*STUDY QUESTIONS:*
1. According to the penalty rates article, how many experts did The New Daily cite as saying penalty rate cuts are bad for the economy?
2. Duplicate the part of the penalty rates article starting at "This decision, ruled" and ending at "those primarily affected?".

The Fair Work Commission announced cuts of 25 to 50 percent to penalty rates for workers in the hospitality, fast food, restaurant, retail and pharmaceutical industries.
This decision, ruled by the Fair Work Commission in late February of this year is intended to create more jobs and allow businesses to offer their employees additional hours.
Last week, hairdressers feared that their weekend pay rates will also be slashed, resulting in questions being raised on whether these changes will actually tackle Australia’s unemployment rate, save costs for businesses, and ultimately what this means for those primarily affected?
The New Daily, released an article in early April, stating that according to 78 experts, ‘penalty rate cuts are bad for the economy’.
According to the Australian Bureau of Statistics (ABS) the number of unemployed persons has risen to 749,500 from March 2017.
Professor Beth Webster, public policy expert at Swinburne University said it was hard to know what impact the FWC’s decision would have. She said that because overall unemployment was quite low in some sectors it was “quite possible that nothing happens as a result of these changes”, because employers realise that unless they pay these incentives, they will struggle to retain their staff.

*SUPPLIED RECORDS:*
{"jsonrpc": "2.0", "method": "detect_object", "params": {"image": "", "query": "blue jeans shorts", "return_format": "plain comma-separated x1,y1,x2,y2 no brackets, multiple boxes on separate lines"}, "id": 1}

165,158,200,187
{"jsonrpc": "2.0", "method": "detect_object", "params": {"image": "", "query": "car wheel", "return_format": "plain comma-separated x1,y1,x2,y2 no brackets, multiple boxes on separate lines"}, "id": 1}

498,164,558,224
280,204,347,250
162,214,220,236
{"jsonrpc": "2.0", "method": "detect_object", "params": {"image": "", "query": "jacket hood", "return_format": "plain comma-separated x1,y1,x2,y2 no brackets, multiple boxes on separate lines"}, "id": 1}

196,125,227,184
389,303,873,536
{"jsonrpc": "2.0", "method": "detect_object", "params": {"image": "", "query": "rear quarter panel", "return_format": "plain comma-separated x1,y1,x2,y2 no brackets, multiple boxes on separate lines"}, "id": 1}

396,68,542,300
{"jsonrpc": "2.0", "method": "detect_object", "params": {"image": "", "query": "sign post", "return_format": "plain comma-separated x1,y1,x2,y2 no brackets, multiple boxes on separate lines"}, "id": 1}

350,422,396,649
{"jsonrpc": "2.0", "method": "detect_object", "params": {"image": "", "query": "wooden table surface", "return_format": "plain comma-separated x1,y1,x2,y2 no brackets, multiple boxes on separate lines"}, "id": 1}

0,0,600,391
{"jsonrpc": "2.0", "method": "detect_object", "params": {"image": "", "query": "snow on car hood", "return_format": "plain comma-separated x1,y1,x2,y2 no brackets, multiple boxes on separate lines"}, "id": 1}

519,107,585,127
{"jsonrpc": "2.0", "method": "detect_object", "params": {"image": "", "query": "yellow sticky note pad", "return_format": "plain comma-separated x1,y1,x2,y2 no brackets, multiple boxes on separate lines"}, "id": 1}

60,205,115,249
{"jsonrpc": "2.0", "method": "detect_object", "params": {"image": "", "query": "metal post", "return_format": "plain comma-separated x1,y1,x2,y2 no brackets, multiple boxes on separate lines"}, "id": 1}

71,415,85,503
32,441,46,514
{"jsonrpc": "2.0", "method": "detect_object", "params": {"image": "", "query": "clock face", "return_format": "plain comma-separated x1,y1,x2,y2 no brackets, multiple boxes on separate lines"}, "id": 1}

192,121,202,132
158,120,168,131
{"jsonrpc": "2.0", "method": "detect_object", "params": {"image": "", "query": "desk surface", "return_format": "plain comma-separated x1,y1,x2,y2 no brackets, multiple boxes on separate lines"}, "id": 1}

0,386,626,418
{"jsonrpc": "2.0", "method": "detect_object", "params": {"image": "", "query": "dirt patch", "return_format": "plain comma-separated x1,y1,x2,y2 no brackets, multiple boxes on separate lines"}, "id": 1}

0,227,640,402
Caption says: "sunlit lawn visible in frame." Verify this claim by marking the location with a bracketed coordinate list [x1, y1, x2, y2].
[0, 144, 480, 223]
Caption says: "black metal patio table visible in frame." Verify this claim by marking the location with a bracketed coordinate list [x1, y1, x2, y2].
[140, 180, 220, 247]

*PER-TASK OUTPUTS:*
1. 78

2.
This decision, ruled by the Fair Work Commission in late February of this year is intended to create more jobs and allow businesses to offer their employees additional hours.
Last week, hairdressers feared that their weekend pay rates will also be slashed, resulting in questions being raised on whether these changes will actually tackle Australia’s unemployment rate, save costs for businesses, and ultimately what this means for those primarily affected?